_TASK REQUIREMENTS_
Each line below must be printed again exactly.

_RECORDS PROVIDED_
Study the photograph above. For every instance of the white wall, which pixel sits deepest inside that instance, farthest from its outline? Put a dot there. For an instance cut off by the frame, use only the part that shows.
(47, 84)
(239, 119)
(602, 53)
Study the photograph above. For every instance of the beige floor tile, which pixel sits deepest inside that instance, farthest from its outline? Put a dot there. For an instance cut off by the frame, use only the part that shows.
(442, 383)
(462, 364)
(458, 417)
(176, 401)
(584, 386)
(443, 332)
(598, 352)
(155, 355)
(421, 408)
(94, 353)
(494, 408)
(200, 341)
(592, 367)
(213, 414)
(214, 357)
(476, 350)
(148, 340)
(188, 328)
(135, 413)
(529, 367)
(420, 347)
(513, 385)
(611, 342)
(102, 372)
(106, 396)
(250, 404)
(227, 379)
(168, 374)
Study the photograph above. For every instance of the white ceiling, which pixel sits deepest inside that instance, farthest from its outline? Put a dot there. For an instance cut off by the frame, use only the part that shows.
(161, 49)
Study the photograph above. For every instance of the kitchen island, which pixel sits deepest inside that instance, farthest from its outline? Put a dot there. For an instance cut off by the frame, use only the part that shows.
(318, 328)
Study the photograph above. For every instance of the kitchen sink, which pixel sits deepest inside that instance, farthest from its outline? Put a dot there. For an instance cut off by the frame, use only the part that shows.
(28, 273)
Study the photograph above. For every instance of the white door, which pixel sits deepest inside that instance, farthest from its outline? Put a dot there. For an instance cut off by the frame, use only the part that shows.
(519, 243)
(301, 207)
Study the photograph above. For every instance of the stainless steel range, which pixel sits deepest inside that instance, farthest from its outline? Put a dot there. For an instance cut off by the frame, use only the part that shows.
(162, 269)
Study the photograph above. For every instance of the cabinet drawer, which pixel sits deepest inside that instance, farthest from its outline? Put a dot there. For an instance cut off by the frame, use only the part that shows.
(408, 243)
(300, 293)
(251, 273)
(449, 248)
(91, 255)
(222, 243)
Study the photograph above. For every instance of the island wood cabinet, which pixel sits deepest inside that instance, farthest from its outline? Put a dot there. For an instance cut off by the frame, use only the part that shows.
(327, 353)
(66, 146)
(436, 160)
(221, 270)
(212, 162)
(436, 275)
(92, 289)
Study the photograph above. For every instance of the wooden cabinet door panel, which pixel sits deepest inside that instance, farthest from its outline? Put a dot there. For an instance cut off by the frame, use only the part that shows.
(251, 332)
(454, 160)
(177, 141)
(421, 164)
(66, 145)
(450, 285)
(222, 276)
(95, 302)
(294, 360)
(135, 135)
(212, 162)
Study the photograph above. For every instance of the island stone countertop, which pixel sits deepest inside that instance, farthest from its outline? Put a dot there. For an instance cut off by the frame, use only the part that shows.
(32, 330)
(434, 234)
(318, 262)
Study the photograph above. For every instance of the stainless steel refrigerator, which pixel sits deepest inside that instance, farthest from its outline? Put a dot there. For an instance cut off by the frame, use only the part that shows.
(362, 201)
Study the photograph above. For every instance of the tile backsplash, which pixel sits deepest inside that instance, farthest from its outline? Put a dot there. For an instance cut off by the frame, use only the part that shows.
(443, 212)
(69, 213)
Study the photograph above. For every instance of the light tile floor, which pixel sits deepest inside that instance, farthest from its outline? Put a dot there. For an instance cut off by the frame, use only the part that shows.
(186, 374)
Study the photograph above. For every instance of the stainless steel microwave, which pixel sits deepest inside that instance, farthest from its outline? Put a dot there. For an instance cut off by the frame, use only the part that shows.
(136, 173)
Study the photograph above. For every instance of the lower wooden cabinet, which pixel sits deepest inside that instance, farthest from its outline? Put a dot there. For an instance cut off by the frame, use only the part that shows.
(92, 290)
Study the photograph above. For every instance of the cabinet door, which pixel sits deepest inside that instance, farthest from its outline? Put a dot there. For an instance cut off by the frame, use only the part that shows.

_EXERCISE SOLUTION_
Study the photograph above. For every instance of the white wall, which pixel sits deepest inside that instance, farthest from its outline? Put a dot there. For an instance cut off by the frame, use only the part that shows.
(47, 84)
(239, 119)
(602, 53)
Study the photograph above. For every instance of the beige floor tile, which pixel sits deepest inside that instance, farthest from its outline? Put a dot there. For an instance cut off by the frame, use only the part that shows.
(442, 383)
(462, 364)
(458, 417)
(176, 401)
(584, 386)
(443, 332)
(598, 352)
(155, 355)
(421, 408)
(94, 353)
(494, 408)
(200, 341)
(592, 367)
(213, 414)
(214, 357)
(476, 350)
(148, 340)
(188, 328)
(135, 413)
(529, 367)
(420, 347)
(513, 385)
(611, 342)
(102, 372)
(106, 396)
(250, 404)
(227, 379)
(168, 374)
Study the photograph above. For every instance of the white ceiling, which pixel sits deepest inside that instance, farthest from its outline? Put a dot there. For an instance cut off by the frame, use only the part that shows.
(161, 49)
Study the photograph above. For every instance of the kitchen island, which pixel sits deepest inside that instance, farthest from its outline? Put a dot there. For an instance cut off by the frame, use only the part that shows.
(318, 328)
Study the photograph above. For every instance of the kitchen sink, which pixel sits deepest inside that instance, farthest from its outline? Put a dot there. For an instance cut off by the frame, use only the part that shows.
(28, 273)
Study the photograph above. For every instance of the white door, which pixel sits deepest inside that instance, farthest from its outline? Put a dot there. For an instance cut off by the frame, use only the part that shows.
(519, 243)
(301, 207)
Study the photograph above. For every instance of the stainless steel range, which pixel sits deepest inside that instance, farthest from its outline? Put a dot there. For an instance cut off by the frame, use only the part that shows.
(162, 269)
Study the photograph above. For every instance of the cabinet drawer, which pixel sits deepest inside that instance, farthest from its outline? Put a dot there. For an instance cut off by the frame, use only the part that shows.
(408, 243)
(300, 293)
(251, 273)
(449, 248)
(91, 255)
(222, 243)
Study the photograph above. For every instance of the island wood cabinet, which pixel sits deepest inside that instance, farthest from its outline? Put a dot there. For an instance cut off by the frame, use only the part that shows.
(327, 353)
(66, 146)
(436, 160)
(221, 270)
(212, 162)
(436, 275)
(92, 289)
Study the photograph above. For every instance of the wooden cabinet door panel, which pixel sits deepest inside that instance, farthest from its outline? Put a dot there. For an instance cut off by the frame, use only the part that shows.
(251, 332)
(454, 160)
(177, 141)
(421, 164)
(66, 145)
(450, 285)
(222, 276)
(95, 302)
(294, 360)
(135, 135)
(212, 162)
Study the photograph above. For every instance of the island stone countertop, which pixel sits deepest inside that instance, farthest from its outline? Put a dot there. For an instance cut off by the frame, use only the part that shows.
(32, 330)
(434, 234)
(318, 262)
Study the photograph above. For every instance of the stainless steel refrigerator, which pixel sits deepest inside that instance, farthest from its outline? Put a dot there. For an instance cut off by the frame, use only the part that shows.
(362, 201)
Study the photograph above. For every instance of the tile backsplash, which pixel sits deepest inside that instance, farthest from its outline? Put a dot there. For an instance cut off by the frame, use only the part that shows.
(443, 212)
(69, 213)
Study the photograph above. For every instance of the light tile floor, which pixel sits deepest inside that instance, farthest from its outline? Put a dot there. For an instance cut off by the frame, use only the part that shows.
(186, 374)
Study the photograph above. For every instance of the stainless steel microwave, which pixel sits deepest inside that instance, farthest from its outline? Put a dot there. For an instance cut off by the frame, use only the part that shows.
(136, 173)
Study the photograph above. For every instance of the lower wooden cabinet, which pixel sits deepest inside that instance, farthest from its outline? Put a dot there. For an instance cut off by the frame, use only the part that shows.
(92, 290)
Study the photograph above. For every instance of the cabinet door, which pixel sits deepest inside that instance, farthest from its outline? Put a dot there. For an instance cut off by the frame, use only the part that shows.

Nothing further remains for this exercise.